### AIM
Copy all of the data below line for line, keeping every character unchanged.

*** ITEMS

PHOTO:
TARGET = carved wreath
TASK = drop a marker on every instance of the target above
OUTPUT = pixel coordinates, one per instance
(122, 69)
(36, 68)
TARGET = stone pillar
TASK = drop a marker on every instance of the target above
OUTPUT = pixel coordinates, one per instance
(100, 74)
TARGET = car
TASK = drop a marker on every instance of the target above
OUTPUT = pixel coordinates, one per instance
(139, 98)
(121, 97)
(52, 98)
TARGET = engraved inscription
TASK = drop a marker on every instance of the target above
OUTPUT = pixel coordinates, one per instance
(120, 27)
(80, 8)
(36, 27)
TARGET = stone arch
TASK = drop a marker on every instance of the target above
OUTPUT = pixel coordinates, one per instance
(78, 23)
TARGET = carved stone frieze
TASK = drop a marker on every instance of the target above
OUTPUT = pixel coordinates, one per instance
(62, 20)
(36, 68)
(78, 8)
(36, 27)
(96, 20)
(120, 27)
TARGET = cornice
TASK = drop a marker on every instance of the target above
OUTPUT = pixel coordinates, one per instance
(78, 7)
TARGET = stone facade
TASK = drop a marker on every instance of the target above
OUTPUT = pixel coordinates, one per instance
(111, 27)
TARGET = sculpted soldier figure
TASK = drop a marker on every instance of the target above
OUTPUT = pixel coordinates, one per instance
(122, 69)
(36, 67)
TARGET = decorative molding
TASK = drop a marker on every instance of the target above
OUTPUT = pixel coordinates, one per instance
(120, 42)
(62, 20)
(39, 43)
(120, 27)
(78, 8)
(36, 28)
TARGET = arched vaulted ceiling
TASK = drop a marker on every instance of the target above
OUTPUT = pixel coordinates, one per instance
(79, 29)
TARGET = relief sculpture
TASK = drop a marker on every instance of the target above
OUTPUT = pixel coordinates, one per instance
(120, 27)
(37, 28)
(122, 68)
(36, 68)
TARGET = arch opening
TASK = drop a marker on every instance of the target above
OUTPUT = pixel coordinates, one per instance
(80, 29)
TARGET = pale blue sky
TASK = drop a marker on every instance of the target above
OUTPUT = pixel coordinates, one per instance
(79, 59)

******

### COMPLETE ANSWER
PHOTO:
TARGET = carved wreath
TASK = drop a marker on every instance of the target above
OUTPUT = pixel coordinates, one per instance
(122, 69)
(36, 68)
TARGET = stone pillar
TASK = drop a marker on every instance of the target above
OUTPUT = pixel coordinates, one per instance
(100, 74)
TARGET = car
TASK = drop a marker on every instance of the target above
OUTPUT = pixel coordinates, one per instance
(139, 98)
(121, 97)
(52, 98)
TARGET = engraved inscription
TASK = drop a marker on every instance of the target above
OUTPUT = pixel coordinates, one per instance
(120, 27)
(80, 8)
(36, 27)
TARGET = stone arch
TASK = drop a marker on every instance of the target above
OUTPUT = pixel coordinates, one per instance
(78, 23)
TARGET = carved stone frieze
TASK = drop a marker on every instance of the target above
OUTPUT = pixel coordinates, one per instance
(62, 20)
(36, 68)
(78, 8)
(36, 27)
(96, 20)
(120, 27)
TARGET = cornice
TASK = drop a marker on every instance of the target above
OUTPUT = pixel coordinates, one per instance
(78, 7)
TARGET = stone facade
TASK = drop a marker on every instance of the target above
OUTPUT = pixel coordinates, one per instance
(111, 27)
TARGET = sculpted soldier figure
TASK = drop a marker on every instance of the target above
OUTPUT = pixel coordinates, one per instance
(122, 69)
(36, 67)
TARGET = decorative molding
TASK = drop a marker on every instance of the target above
OUTPUT = pixel coordinates, one per instance
(120, 42)
(62, 20)
(39, 43)
(120, 27)
(78, 8)
(36, 28)
TARGET = arched vaulted ceiling
TASK = drop a marker on every instance of the target above
OUTPUT = pixel coordinates, one per instance
(79, 29)
TARGET = relief sculpture
TASK = drop a marker on every instance of the target above
OUTPUT = pixel coordinates, one per instance
(120, 27)
(37, 28)
(122, 68)
(36, 68)
TARGET = arch opening
TASK = drop a marker on every instance of the target above
OUTPUT = pixel coordinates, one per instance
(80, 29)
TARGET = pale blue sky
TASK = drop a marker on every instance of the target above
OUTPUT = pixel coordinates, one per instance
(79, 59)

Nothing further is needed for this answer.